## START Information supplied

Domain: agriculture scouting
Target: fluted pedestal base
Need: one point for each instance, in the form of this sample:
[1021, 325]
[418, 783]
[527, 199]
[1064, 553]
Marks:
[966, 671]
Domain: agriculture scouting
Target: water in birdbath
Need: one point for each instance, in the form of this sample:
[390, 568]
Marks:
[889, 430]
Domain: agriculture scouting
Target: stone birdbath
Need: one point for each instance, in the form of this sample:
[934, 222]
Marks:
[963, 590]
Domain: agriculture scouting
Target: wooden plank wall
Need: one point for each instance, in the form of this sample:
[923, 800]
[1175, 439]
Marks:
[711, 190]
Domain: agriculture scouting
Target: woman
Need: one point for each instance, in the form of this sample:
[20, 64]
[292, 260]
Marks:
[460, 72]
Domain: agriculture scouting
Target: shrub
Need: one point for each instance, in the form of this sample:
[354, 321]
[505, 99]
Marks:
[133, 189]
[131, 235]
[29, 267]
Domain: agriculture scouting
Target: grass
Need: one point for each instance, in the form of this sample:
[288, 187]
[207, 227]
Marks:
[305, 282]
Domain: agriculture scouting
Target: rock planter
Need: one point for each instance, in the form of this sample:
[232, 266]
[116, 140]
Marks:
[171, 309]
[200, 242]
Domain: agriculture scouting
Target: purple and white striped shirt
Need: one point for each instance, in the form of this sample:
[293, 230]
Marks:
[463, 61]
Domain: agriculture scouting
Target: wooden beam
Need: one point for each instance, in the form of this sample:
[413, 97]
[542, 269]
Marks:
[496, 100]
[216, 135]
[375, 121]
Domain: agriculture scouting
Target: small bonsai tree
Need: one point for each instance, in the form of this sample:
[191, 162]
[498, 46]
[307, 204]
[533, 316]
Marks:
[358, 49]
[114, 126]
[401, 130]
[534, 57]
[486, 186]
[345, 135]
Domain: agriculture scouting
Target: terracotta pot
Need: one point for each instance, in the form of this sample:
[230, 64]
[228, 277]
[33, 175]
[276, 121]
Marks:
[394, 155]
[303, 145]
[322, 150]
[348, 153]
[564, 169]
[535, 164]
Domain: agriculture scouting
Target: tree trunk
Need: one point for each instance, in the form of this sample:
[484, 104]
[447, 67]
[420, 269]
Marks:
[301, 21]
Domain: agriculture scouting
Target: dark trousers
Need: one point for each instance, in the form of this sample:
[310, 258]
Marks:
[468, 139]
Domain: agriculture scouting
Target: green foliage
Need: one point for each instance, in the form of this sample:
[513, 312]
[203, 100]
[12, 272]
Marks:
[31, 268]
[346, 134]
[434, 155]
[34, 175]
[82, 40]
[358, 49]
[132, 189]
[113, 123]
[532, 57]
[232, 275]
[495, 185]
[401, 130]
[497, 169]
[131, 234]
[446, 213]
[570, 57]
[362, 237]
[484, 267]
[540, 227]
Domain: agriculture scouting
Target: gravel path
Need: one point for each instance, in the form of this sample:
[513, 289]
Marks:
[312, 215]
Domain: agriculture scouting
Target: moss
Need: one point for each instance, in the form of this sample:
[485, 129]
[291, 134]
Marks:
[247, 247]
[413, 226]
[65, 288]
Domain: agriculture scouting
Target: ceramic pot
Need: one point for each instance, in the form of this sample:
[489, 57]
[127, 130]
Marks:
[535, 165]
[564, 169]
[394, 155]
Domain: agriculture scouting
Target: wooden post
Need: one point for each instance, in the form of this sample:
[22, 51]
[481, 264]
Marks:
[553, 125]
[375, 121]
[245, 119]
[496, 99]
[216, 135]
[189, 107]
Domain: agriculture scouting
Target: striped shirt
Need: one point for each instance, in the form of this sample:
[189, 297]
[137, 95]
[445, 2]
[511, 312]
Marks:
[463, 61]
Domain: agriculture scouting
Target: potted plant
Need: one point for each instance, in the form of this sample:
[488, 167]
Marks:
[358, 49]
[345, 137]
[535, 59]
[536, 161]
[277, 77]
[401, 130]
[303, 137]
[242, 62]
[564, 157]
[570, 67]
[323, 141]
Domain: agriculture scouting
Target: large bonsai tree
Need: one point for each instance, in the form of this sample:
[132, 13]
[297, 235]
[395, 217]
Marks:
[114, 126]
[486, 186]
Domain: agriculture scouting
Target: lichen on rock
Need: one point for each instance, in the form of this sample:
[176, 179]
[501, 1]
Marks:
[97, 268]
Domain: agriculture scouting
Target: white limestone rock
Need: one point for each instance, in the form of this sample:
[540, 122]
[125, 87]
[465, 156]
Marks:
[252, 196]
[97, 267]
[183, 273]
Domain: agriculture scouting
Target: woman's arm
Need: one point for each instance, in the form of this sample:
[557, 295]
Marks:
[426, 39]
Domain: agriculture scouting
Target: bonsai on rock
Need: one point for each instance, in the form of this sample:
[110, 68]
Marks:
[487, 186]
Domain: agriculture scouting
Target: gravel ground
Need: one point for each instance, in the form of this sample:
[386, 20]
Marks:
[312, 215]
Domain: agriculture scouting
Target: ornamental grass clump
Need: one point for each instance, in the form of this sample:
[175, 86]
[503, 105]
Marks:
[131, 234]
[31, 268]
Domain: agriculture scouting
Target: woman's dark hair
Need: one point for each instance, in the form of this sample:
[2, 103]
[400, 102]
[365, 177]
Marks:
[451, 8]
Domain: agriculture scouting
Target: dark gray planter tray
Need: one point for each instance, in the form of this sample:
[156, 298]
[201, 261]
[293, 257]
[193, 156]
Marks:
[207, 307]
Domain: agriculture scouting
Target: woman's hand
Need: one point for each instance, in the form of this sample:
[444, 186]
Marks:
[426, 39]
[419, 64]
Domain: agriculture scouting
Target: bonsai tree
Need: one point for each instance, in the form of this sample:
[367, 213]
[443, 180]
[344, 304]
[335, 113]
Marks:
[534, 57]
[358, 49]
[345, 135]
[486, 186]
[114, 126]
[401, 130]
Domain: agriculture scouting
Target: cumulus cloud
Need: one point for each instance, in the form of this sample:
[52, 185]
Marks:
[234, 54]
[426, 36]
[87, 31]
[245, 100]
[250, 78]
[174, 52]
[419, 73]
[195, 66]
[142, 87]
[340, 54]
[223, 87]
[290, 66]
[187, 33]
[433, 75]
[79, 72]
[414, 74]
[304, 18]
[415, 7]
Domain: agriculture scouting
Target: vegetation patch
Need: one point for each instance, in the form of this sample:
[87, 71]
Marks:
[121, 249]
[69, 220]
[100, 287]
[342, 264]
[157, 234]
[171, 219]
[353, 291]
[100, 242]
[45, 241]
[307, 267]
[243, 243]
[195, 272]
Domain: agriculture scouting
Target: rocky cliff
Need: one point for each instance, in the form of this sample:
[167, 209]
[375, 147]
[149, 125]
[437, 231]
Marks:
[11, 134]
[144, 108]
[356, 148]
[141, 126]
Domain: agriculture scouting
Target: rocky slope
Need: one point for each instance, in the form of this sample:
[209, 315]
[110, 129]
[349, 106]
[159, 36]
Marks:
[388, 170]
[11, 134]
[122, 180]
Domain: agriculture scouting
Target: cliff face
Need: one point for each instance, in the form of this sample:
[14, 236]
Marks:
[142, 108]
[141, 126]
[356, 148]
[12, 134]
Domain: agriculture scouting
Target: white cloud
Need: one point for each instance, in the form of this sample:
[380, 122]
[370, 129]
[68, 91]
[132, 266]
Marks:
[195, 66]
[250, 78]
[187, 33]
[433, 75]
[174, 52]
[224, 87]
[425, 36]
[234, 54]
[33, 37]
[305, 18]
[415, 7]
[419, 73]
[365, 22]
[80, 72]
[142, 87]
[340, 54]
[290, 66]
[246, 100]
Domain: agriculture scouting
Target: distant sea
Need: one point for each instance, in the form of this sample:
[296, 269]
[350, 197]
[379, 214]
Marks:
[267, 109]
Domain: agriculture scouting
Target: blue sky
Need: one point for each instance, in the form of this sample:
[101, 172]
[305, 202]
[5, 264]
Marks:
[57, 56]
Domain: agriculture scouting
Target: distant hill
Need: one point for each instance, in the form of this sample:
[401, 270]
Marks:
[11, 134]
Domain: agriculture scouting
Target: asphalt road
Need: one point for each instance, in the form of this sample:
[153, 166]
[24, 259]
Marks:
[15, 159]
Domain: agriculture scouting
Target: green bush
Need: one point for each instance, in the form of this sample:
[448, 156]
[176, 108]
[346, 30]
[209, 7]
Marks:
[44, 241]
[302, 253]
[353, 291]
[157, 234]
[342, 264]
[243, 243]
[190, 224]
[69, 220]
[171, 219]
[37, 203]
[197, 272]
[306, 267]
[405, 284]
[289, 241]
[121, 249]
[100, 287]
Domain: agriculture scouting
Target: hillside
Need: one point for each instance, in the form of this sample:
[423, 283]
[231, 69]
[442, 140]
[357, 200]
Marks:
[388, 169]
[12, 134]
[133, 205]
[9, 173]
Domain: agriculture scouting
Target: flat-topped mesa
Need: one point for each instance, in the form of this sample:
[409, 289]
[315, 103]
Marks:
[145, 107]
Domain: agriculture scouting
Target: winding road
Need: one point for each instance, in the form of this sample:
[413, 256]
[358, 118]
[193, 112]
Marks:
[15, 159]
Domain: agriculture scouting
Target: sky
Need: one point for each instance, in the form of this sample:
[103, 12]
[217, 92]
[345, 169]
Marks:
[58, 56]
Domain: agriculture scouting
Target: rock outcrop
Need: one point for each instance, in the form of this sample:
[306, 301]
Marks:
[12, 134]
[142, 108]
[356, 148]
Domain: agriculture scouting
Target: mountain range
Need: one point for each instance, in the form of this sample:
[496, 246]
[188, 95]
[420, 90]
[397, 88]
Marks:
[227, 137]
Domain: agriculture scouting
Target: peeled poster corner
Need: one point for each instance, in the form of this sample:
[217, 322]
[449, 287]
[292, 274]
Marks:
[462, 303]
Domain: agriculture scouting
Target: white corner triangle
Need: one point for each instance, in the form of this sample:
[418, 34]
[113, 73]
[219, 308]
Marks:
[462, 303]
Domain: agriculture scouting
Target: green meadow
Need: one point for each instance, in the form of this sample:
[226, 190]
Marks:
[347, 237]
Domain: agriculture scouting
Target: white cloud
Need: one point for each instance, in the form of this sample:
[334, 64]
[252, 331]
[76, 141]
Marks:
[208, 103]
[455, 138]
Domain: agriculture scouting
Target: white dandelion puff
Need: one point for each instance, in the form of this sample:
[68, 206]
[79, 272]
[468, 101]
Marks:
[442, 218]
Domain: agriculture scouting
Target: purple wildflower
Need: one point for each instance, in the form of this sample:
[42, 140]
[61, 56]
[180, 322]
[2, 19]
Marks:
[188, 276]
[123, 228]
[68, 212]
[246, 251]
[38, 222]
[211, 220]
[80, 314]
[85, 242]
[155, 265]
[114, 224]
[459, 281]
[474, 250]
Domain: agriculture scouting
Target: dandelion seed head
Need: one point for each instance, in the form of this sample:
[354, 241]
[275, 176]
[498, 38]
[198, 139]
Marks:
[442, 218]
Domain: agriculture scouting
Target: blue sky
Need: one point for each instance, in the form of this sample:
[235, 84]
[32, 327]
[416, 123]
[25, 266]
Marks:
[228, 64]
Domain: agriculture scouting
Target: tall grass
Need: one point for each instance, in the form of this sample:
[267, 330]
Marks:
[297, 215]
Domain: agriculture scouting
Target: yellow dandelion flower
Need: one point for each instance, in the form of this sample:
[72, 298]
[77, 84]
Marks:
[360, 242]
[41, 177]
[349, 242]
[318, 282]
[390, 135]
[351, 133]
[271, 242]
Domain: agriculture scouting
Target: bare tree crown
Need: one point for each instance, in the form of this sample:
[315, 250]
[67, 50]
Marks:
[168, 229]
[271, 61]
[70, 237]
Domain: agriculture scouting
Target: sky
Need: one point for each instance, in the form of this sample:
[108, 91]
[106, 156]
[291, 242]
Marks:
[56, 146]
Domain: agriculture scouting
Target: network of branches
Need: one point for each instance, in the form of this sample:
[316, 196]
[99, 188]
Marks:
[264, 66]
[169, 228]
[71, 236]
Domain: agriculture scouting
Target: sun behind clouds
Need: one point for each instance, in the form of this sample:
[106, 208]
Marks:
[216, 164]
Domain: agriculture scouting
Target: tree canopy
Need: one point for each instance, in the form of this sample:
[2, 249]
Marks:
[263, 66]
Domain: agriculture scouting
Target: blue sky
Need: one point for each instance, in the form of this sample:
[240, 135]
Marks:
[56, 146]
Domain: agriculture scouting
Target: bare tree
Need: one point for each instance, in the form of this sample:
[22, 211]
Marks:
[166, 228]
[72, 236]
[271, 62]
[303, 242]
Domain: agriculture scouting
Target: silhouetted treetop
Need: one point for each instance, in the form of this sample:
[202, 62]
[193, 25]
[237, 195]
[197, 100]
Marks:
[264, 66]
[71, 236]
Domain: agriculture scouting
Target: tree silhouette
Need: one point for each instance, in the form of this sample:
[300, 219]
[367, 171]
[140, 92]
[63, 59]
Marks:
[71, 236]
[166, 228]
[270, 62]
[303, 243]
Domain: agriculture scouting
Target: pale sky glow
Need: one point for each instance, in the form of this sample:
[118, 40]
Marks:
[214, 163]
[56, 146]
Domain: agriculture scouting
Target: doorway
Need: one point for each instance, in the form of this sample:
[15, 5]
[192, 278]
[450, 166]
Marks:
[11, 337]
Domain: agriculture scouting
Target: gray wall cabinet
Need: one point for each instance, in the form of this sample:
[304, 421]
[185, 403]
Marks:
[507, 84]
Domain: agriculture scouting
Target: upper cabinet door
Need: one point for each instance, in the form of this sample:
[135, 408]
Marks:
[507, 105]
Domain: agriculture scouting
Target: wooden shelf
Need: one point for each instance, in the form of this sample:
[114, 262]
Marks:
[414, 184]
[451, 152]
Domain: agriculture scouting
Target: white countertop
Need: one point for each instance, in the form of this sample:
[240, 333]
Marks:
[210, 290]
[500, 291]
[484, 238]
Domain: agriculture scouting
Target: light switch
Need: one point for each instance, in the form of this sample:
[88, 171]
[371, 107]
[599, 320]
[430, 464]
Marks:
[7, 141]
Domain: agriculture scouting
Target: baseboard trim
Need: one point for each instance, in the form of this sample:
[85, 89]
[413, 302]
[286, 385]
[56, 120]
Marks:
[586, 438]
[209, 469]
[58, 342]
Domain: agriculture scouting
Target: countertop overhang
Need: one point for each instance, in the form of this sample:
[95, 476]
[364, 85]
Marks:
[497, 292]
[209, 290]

## END Information supplied

What you have to do:
Count the lines in the items above that contain the string "gravel", treating uppercase and lowercase as different. Give only the number.

Final answer:
2